*What you are asked to do*
Lines holding the word "Output" in the following material must be counted; give only the resulting number.

········

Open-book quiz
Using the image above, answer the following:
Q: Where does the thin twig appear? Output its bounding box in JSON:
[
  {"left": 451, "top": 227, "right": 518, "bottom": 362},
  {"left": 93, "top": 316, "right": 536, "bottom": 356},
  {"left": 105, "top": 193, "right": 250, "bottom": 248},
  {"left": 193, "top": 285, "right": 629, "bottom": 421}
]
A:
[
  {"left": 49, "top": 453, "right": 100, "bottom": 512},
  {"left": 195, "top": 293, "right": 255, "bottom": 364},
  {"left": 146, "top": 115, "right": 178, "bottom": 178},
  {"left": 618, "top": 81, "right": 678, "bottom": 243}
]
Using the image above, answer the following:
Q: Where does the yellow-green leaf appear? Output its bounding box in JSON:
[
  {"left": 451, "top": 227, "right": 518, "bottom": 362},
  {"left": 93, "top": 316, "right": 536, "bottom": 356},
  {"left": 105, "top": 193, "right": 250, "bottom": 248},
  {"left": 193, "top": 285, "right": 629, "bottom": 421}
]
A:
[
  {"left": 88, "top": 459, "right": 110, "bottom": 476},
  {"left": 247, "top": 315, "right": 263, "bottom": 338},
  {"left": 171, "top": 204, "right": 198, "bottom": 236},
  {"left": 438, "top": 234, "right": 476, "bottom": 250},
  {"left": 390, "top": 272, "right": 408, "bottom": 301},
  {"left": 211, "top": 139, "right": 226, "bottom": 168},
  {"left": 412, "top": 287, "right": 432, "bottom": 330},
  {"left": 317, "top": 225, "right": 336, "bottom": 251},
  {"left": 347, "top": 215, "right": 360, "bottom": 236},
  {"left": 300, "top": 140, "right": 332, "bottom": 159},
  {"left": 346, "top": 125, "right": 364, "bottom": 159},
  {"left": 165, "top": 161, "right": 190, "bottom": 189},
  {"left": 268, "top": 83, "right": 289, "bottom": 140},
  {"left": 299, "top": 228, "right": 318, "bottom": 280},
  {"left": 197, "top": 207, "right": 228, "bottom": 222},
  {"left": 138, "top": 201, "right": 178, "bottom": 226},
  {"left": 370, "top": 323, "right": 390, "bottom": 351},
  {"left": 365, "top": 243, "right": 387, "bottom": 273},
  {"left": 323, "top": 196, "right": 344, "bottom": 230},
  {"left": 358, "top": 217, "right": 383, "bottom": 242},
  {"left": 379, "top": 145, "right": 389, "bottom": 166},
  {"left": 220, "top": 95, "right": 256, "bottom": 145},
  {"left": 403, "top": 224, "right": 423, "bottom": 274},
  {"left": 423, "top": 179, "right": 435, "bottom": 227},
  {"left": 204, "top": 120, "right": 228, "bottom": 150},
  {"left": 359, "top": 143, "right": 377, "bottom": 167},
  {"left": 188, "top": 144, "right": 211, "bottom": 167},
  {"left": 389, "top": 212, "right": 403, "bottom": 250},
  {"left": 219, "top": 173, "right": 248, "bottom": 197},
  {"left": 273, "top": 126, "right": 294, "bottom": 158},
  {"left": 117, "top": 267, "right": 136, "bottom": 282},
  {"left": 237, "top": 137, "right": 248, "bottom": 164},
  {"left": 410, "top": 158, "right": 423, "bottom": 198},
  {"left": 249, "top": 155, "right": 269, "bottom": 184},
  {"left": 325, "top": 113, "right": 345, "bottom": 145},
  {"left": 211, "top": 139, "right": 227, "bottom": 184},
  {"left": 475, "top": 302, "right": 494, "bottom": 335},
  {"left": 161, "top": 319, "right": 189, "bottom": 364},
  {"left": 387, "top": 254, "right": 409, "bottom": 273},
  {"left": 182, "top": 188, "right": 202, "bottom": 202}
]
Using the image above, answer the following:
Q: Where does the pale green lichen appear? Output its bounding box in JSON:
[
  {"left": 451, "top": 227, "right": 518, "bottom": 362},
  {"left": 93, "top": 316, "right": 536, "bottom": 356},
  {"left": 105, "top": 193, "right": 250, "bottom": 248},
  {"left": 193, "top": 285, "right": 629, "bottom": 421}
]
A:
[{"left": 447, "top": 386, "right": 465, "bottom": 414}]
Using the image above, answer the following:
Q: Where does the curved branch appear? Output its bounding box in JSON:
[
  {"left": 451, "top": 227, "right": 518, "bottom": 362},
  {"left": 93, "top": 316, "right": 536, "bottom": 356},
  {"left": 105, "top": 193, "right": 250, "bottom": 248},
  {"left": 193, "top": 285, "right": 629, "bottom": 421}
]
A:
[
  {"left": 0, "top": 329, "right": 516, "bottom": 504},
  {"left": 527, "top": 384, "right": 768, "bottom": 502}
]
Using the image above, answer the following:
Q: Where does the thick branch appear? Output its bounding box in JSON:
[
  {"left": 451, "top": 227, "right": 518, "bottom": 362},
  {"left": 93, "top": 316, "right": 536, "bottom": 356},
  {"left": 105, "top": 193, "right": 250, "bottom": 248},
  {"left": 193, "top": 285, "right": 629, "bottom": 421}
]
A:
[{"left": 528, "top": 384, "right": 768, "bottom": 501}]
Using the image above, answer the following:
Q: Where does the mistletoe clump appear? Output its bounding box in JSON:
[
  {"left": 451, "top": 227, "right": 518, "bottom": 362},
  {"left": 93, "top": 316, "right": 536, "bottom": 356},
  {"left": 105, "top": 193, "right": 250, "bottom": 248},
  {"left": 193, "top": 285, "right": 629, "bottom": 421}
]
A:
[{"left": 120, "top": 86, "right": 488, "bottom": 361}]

········

*Expected answer*
6